GIVEN TEXT:
****************************************

Re: [PATCH 1/1] KVM: arm64: Affinity level 3 support

From: Marc Zyngier
Date: Sun Feb 25 2024 - 06:19:19 EST


[+Eric who was looking into something related recently]

Hi Wei-Lin,

Thanks for looking into this.

On Sun, 25 Feb 2024 09:02:37 +0000,
Wei-Lin Chang <r09922117@xxxxxxxxxxxxxxx> wrote:
>
> Currently, KVM ARM64 avoids using the Aff3 field for VCPUs, which saves
> us from having to check for hardware support in ICH_VTR_EL2.A3V or the

That's not strictly true. We do check for A3V support at restore time.

> guest's execution state. However a VCPU could still have its Aff3 bits
> set to non-zero if the VMM directly changes the VCPU's MPIDR_EL1. This
> causes a mismatch between MPIDR_EL1.Aff3 and GICR_TYPER[63:56] since 0s
> are always returned for the latter, failing the GIC Redistributor
> matching in the VM.
>
> Let's fix this by only allowing userspace to write into the Aff3 field
> of MPIDR_EL1 if Aff3 is valid.

What does "valid" means here? 0 *is* a valid value. Or do you mean a
non-zero value? Also, this now creates a dependency between GICR_TYPER
and MPIDR_EL1. How is userspace supposed to order those when restoring
a VM?

> Additionally, extend reset_mpidr and
> vgic_mmio_{read,write}_irouter to fully support Aff3. With theses
> changes, GICR_TYPER can then safely return all four affinity levels.
>
> Suggested-by: Saurav Sachidanand <sauravsc@xxxxxxxxxx>
> Signed-off-by: Wei-Lin Chang <r09922117@xxxxxxxxxxxxxxx>
> ---
> arch/arm64/kvm/sys_regs.c | 24 +++++++++++++++++++++---
> arch/arm64/kvm/vgic/vgic-debug.c | 2 +-
> arch/arm64/kvm/vgic/vgic-mmio-v3.c | 18 +++++++++++-------
> include/kvm/arm_vgic.h | 7 ++++++-
> 4 files changed, 39 insertions(+), 12 deletions(-)
>
> diff --git a/arch/arm64/kvm/sys_regs.c b/arch/arm64/kvm/sys_regs.c
> index 30253bd199..6694ce851a 100644
> --- a/arch/arm64/kvm/sys_regs.c
> +++ b/arch/arm64/kvm/sys_regs.c
> @@ -239,6 +239,19 @@ static u8 get_min_cache_line_size(bool icache)
> return field + 2;
> }
>
> +static int set_mpidr(struct kvm_vcpu *vcpu, const struct sys_reg_desc *rd,
> + u64 val)

****************************************

DATA LINES:
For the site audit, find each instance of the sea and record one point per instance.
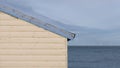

****************************************

PROBLEM 1:
In the KVM patch review, what does Marc Zyngier say KVM checks for at restore time?
PROBLEM 2:
Please continue the KVM patch review from the point where it stops.
The listing above is not needed.

FINAL RESULT 1:
A3V support.

FINAL RESULT 2:
> +{
> + bool aff3_valid = !vcpu_el1_is_32bit(vcpu) && kvm_vgic_has_a3v();

What does this mean for a guest that doesn't have a GICv3?

> +
> + if (!aff3_valid)
> + val &= ~((u64)MPIDR_LEVEL_MASK << MPIDR_LEVEL_SHIFT(3));
> +
> + __vcpu_sys_reg(vcpu, rd->reg) = val;
> +
> + return 0;
> +}
> +
> /* Which cache CCSIDR represents depends on CSSELR value. */
> static u32 get_ccsidr(struct kvm_vcpu *vcpu, u32 csselr)
> {
> @@ -817,10 +830,12 @@ static u64 reset_actlr(struct kvm_vcpu *vcpu, const struct sys_reg_desc *r)
> static u64 reset_mpidr(struct kvm_vcpu *vcpu, const struct sys_reg_desc *r)
> {
> u64 mpidr;
> + bool aff3_valid = !vcpu_el1_is_32bit(vcpu) && kvm_vgic_has_a3v();

Same thing.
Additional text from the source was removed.